### ИСХОДНЫЙ ДОКУМЕНТ
==========
Благоволивший к Твардовскому заведующий отделом культуры ЦК КПСС Поликарпов устраивает ему встречу с Хрущевым. На встрече Твардовский говорит о бюрократизации литературы и цитирует Салтыкова-Щедрина: «Птицы ловчие заклевали птиц певчих»,- подразумевая под певчей птицей себя, а под ловчими – охранителей. Хрущеву нравится: «Хорошо рассказываете!».

Встретились они еще раз, но Твардовский результатами встреч остался недоволен. Сокрушался: «дорвался, но толку‑то чуть». Однако толк всё же был: вскоре его снова назначают главным редактором «Нового мира» вместо Симонова.

В это редакторство Твардовского (1958-1970) «Новый мир» становится местом силы и притяжения. Как только возникают проблемы, Твардовский обращается к Хрущеву, как правило, успешно. Один такой случай связан с поэмой «За далью – даль». Твардовский отправляет Хрущеву поздравление с днём рождения и преподносит в качестве дара «заключительные главы книги "За далью даль"», обращая особое внимание высокого адресата на главу «Так это было» - про Сталина.

Мы звали — станем ли лукавить? —
Его отцом в стране — семье.
Тут ни убавить,
Ни прибавить, —
Так это было на земле.
То был отец, чье только слово,
Чьей только брови малый знак —
Закон.
Исполни долг суровый —
И что не так,
Скажи, что так…

Вскоре эти главы появляются в главной советской газете «Правда» (29 апреля и 1 мая 1960 год), а потом и в майском номере «Нового мира».
==========
### ЗАПИСИ НАБОРА ДАННЫХ
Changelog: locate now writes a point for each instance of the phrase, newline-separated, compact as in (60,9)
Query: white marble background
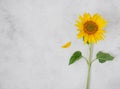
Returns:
(31,35)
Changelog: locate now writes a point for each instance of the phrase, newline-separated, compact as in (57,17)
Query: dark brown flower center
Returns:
(90,27)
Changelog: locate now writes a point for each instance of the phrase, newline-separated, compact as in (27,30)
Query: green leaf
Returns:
(103,57)
(75,57)
(87,41)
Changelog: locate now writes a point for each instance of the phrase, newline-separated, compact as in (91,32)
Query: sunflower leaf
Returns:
(75,57)
(103,57)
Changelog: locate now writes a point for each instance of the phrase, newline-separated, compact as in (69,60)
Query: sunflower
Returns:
(91,28)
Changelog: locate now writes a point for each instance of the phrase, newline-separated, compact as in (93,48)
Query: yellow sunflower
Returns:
(91,28)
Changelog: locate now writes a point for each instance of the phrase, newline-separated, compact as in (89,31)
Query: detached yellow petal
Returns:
(66,45)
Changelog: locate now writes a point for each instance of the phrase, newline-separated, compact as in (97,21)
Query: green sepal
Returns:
(77,55)
(103,57)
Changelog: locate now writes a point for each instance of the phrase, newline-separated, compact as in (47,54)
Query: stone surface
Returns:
==========
### ВАШЕ ЗАДАНИЕ
Продолжите, пожалуйста, текст о Твардовском и «Новом мире» сразу после его последнего предложения. Записи здесь ни при чем.

### РЕЗУЛЬТАТ ЗАДАНИЯ
Другой знаковый случай связан с публикацией «Одного дня Ивана Денисовича» Солженицына, за которого Твардовский был готов драться как за самого себя. Через референта Владимира Лебедева (его называли «разумным либералом») он передаёт Хрущеву рукопись повести и письмо:

«Никита Сергеевич, если Вы найдёте возможность уделить внимание этой рукописи, я буду счастлив, как если бы речь шла о моём собственном произведении».

По вечерам в пицундской резиденции Лебедев читает Хрущеву «Один день…». На Президиуме ЦК КПСС Хрущев объявляет, что книга важная и нужная. Президиум принимает решение о публикации. И вскоре повесть появляется в «Новом мире» (1962, №11). Вот так когда-то у нас решались литературные вопросы!

«Высочайше одобренная повесть», — скажет потом Солженицын. И отдаст должное своему крёстному: «Кто из вельмож советской литературы до Твардовского или кроме Твардовского захотел бы и одерзел бы такую разрушительную повестушку предложить наверх?»

Однако радость победы длилась недолго. Хрущев, конечно, хорошо относился к Твардовскому, но и другим внимал. И, вняв, обругал напечатанные в «Новом мире» очерк Виктора Некрасова «По обе стороны океана» и мемуары Ильи Эренбурга «Люди, годы, жизнь». И в «Известиях», главным редактором которых был зять Хрущева Алексей Аджубей, сразу же появилась разгромная статья о «Новом мире».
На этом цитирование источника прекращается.